Supplied text »

= = = = = = =

Only a week ago, Dr Scott Weaver of the University of Texas Medical Branch and colleagues reported in the journal Nature that this particular mutation made the virus better at replicating in the upper airway ie in the nose and throat, and likely makes it more likely to spread when people breathe, sneeze and cough.
https://www.nature.com/articles/s41586-021-04245-0
Similar to the Delta variant, the Omega (Omicron) also carries a mutation called D614G, which appears to help the virus better attach to the cells it infects.
Dr Peter English, former chair of the British Medical Association's Public Health Medicine Committee, said in a statement, "The number of mutations per se does not mean that the new variant will cause any problems; although it may make it more likely to look different to the immune system.”

= = = = = = =

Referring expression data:
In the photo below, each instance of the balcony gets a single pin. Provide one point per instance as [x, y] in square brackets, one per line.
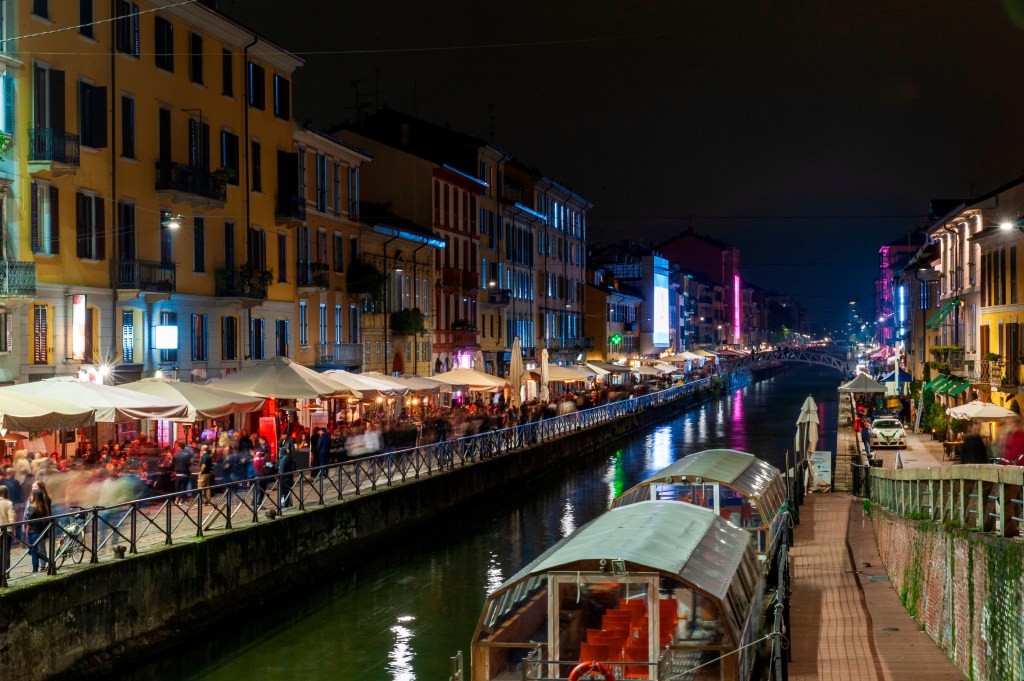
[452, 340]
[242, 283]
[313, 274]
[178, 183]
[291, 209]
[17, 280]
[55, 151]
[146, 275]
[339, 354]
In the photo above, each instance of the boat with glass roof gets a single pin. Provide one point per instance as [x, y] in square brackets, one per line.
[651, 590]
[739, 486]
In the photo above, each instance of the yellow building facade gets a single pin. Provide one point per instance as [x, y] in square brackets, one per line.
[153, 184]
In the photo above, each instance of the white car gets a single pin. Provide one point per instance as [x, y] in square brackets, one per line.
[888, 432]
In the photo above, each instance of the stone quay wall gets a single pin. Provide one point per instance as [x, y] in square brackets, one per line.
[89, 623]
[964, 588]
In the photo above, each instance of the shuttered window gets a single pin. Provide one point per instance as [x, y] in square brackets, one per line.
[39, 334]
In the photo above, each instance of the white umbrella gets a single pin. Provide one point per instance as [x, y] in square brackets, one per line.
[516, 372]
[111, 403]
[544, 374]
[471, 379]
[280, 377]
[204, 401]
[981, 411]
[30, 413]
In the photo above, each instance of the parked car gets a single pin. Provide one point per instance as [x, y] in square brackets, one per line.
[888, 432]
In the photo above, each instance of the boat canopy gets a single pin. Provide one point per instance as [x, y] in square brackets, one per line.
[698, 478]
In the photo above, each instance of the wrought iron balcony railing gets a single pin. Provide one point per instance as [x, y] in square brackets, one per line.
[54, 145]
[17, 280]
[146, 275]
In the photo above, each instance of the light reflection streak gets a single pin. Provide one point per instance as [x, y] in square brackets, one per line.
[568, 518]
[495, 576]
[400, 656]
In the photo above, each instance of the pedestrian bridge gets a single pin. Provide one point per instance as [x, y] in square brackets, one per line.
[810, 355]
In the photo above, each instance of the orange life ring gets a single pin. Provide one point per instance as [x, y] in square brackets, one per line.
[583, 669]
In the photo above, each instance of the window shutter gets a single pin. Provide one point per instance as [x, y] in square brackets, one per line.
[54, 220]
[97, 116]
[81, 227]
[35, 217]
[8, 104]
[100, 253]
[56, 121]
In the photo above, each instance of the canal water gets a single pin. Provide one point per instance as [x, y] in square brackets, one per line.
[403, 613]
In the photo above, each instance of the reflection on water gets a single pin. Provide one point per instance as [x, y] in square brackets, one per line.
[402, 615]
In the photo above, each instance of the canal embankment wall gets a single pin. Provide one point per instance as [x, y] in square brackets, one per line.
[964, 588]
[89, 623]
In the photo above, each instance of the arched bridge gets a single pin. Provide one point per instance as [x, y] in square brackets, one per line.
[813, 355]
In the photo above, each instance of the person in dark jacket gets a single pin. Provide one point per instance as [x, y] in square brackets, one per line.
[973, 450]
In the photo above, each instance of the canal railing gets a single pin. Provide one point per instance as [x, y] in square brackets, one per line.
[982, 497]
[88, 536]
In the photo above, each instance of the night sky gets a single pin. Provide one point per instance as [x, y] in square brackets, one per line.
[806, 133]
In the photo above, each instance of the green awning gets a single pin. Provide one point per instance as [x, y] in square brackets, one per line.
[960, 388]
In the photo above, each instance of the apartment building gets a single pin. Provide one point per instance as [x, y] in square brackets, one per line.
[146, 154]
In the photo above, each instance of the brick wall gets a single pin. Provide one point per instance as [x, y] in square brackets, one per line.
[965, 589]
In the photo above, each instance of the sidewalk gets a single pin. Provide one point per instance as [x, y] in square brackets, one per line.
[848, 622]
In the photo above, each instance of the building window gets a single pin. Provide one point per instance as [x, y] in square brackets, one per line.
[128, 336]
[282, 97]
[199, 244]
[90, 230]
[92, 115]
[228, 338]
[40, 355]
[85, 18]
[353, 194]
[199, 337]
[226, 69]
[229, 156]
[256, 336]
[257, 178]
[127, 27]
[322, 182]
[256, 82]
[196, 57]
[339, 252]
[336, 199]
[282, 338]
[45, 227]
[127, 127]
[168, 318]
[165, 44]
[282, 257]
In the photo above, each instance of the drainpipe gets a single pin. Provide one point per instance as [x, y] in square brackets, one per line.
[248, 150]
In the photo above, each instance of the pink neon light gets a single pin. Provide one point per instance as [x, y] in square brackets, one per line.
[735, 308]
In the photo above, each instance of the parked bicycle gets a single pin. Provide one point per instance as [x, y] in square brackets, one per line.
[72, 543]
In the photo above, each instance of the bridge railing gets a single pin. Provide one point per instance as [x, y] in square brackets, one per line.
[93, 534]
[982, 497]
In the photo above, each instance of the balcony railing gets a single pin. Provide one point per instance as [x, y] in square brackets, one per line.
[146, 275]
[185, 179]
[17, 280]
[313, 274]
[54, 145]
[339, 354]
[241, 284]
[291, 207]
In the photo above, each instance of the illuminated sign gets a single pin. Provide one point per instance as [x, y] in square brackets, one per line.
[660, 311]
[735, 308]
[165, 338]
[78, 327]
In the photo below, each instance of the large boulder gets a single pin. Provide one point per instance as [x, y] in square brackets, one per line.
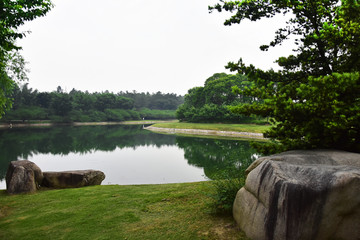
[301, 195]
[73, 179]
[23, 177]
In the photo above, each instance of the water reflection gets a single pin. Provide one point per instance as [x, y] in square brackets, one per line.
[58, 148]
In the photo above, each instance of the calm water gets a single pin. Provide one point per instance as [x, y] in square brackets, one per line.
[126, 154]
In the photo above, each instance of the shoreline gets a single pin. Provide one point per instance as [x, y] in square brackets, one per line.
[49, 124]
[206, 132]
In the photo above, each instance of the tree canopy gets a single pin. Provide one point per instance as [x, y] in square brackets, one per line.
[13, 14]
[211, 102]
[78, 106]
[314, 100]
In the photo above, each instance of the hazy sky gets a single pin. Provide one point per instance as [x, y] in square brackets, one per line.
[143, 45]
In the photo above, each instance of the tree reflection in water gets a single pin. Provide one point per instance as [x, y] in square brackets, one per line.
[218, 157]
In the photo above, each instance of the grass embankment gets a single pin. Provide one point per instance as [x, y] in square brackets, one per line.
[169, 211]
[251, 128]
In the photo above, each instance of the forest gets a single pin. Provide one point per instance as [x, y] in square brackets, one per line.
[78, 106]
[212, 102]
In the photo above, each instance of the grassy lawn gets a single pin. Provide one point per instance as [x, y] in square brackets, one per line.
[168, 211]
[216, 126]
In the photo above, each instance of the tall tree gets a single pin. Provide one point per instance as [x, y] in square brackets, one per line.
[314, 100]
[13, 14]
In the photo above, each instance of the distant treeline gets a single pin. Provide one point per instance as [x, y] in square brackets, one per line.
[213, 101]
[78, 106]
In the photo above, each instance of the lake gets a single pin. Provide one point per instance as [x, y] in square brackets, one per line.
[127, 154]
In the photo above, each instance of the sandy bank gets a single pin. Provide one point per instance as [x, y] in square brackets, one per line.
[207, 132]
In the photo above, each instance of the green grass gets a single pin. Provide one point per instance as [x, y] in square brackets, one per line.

= = = = = = =

Exercise 1 »
Return the part of the passage on coronavirus mutations starting with "Only a week" and going on through "cells it infects.".
Exercise 2 »
In the passage on coronavirus mutations, what does the mutation called D614G appear to help the virus do?
The listing has nothing to do with the passage on coronavirus mutations.

Task solution 1 »
Only a week ago, Dr Scott Weaver of the University of Texas Medical Branch and colleagues reported in the journal Nature that this particular mutation made the virus better at replicating in the upper airway ie in the nose and throat, and likely makes it more likely to spread when people breathe, sneeze and cough.
https://www.nature.com/articles/s41586-021-04245-0
Similar to the Delta variant, the Omega (Omicron) also carries a mutation called D614G, which appears to help the virus better attach to the cells it infects.

Task solution 2 »
It appears to help the virus better attach to the cells it infects.